## Start Exercise input
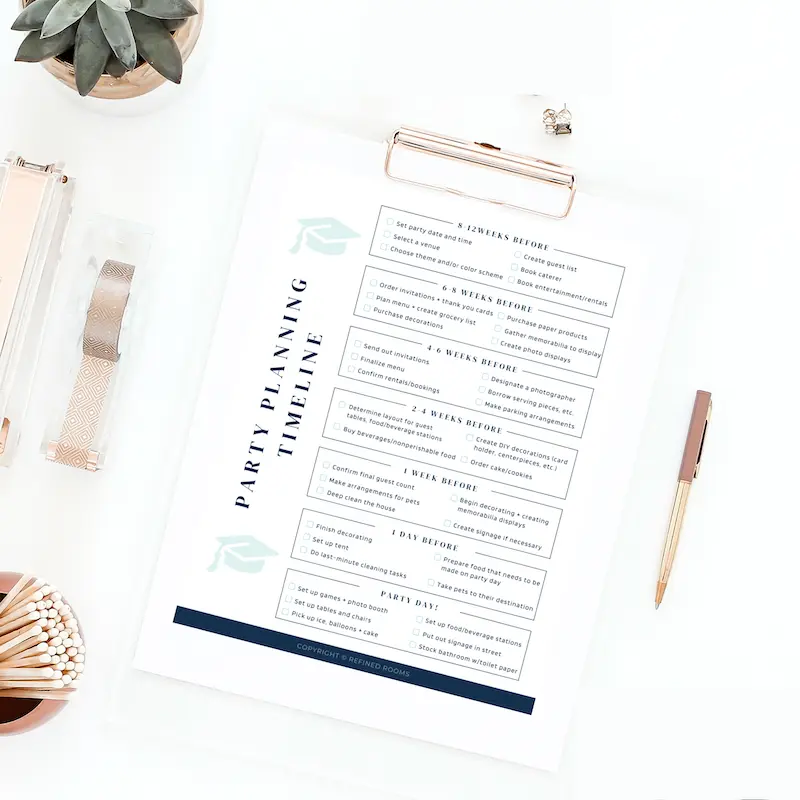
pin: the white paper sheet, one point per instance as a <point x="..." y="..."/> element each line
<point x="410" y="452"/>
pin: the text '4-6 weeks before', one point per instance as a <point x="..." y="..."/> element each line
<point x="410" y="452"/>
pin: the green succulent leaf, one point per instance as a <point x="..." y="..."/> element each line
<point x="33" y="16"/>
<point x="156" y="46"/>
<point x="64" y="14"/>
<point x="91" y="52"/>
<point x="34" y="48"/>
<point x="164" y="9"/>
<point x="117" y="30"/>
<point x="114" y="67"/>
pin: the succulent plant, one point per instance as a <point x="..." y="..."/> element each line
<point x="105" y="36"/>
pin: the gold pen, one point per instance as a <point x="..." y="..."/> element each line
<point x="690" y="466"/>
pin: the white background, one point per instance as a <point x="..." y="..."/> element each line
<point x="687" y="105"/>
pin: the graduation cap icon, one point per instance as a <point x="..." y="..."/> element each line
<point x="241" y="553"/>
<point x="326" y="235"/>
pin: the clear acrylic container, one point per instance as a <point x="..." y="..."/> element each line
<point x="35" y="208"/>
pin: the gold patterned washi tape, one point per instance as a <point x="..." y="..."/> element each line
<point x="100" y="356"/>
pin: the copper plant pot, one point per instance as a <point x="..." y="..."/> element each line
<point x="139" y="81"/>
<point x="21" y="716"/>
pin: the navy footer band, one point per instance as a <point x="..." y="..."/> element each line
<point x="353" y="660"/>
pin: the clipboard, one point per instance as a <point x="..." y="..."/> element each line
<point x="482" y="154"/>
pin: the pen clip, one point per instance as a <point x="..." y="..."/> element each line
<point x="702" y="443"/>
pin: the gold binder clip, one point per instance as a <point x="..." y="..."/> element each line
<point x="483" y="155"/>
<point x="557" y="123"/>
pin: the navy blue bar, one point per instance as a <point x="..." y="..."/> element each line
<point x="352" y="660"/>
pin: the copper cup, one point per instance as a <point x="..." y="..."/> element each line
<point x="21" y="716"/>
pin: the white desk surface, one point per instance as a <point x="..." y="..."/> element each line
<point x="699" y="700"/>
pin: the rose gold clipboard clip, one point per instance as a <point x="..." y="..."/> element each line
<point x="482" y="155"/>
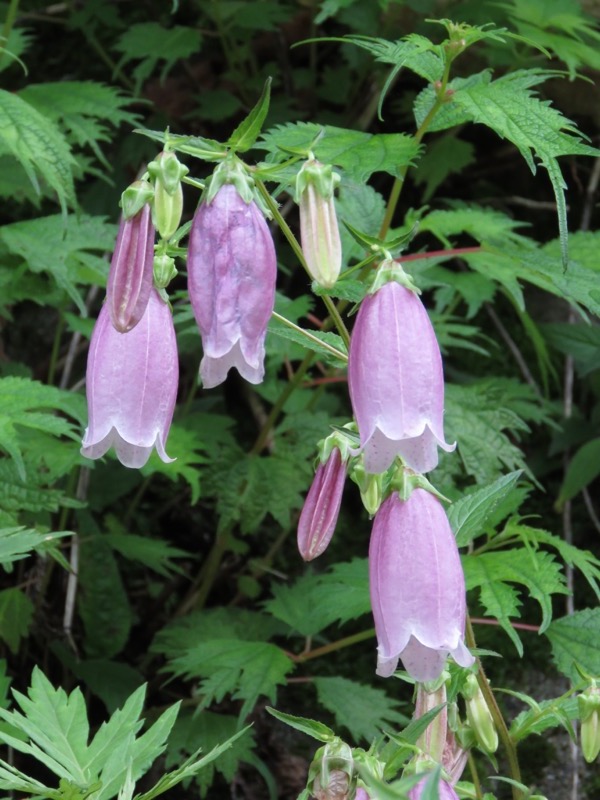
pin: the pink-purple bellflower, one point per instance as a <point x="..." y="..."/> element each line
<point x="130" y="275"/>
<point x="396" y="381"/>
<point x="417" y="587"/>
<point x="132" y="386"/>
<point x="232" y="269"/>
## End Exercise input
## Start Exercise input
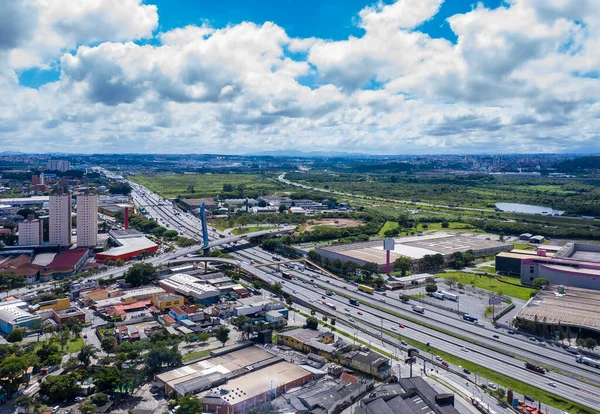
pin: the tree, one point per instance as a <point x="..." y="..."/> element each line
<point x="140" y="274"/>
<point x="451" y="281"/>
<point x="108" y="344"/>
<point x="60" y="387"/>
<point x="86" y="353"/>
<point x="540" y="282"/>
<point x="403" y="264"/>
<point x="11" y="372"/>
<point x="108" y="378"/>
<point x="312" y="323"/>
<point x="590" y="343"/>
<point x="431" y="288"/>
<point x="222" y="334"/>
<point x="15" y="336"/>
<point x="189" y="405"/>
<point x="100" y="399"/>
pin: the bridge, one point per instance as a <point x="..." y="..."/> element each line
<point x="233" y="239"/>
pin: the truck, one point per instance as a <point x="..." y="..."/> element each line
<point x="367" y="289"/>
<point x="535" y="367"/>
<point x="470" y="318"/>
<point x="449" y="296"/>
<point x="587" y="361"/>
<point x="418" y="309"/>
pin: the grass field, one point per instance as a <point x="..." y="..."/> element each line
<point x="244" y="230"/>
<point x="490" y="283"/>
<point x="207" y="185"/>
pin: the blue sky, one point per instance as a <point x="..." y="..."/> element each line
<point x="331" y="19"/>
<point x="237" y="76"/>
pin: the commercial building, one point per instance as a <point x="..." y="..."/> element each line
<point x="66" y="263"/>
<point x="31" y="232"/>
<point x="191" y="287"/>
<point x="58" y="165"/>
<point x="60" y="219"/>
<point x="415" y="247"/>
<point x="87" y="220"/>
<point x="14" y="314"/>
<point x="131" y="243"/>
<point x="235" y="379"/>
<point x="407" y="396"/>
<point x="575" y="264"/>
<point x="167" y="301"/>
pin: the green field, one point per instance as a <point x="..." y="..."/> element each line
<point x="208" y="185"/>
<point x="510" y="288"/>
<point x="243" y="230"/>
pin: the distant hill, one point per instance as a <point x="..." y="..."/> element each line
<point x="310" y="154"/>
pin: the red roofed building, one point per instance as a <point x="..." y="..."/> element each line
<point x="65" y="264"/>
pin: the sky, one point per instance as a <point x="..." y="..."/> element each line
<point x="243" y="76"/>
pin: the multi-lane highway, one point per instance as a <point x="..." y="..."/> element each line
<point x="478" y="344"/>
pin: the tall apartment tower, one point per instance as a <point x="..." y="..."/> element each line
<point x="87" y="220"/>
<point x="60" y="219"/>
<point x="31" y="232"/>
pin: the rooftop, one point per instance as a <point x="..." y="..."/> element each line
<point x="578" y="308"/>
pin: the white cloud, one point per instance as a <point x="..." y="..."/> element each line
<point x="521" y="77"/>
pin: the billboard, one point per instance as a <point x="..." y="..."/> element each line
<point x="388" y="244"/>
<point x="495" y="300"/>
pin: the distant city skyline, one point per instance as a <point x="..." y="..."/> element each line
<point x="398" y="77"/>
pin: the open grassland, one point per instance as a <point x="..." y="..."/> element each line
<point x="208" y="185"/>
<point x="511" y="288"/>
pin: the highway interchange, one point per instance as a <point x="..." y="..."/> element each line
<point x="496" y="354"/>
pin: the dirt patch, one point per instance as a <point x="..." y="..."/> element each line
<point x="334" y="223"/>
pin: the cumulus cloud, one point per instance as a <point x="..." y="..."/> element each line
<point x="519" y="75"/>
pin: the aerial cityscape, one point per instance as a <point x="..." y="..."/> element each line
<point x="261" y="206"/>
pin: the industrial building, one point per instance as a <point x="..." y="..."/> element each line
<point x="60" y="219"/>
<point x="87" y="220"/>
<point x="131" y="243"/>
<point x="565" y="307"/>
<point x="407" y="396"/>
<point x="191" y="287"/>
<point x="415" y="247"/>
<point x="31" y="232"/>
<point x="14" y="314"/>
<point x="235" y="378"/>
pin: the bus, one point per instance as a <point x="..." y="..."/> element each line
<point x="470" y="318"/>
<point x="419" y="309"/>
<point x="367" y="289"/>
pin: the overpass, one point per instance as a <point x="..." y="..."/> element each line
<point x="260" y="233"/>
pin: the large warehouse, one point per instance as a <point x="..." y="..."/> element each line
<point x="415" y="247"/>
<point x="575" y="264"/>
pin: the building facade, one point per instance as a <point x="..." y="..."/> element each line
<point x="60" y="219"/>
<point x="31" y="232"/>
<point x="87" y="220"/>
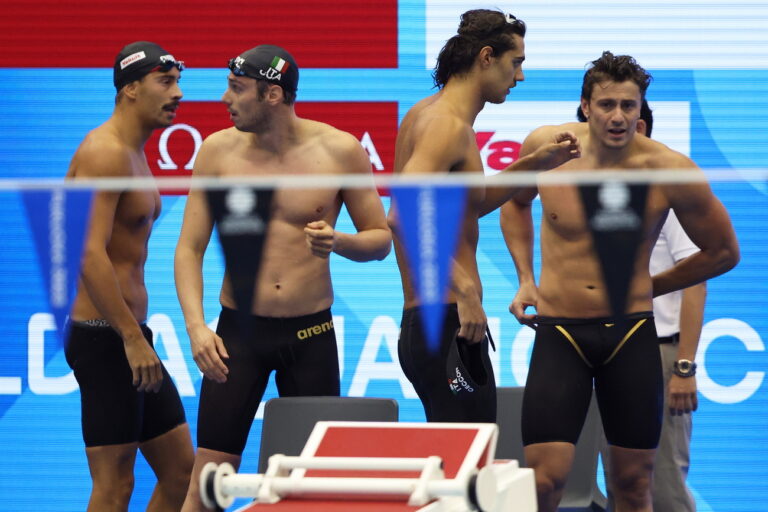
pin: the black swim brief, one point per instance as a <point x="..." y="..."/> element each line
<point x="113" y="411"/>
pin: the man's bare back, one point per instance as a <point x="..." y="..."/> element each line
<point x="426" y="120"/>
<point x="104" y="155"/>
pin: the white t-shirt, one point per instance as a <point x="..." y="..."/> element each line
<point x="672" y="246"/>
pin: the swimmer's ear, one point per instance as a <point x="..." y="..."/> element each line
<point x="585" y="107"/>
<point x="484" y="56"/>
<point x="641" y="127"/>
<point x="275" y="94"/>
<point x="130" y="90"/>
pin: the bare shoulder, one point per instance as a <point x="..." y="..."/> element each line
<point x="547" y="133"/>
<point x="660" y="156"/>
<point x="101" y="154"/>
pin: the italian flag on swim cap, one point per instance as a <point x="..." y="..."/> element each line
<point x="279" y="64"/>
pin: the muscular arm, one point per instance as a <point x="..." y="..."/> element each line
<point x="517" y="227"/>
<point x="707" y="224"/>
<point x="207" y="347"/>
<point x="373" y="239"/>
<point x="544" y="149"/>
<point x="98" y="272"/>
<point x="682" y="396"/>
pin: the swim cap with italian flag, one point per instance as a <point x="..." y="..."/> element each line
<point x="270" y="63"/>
## End Exercise input
Problem to work on:
Identify every line in the items above that contains the string "italian", and copy each one out in full.

Reply:
pin: the italian flag on swim cap, one point per instance as a <point x="..." y="..."/> element each line
pin: the swim cap with italian flag, one point per instance as a <point x="..." y="..."/> element each line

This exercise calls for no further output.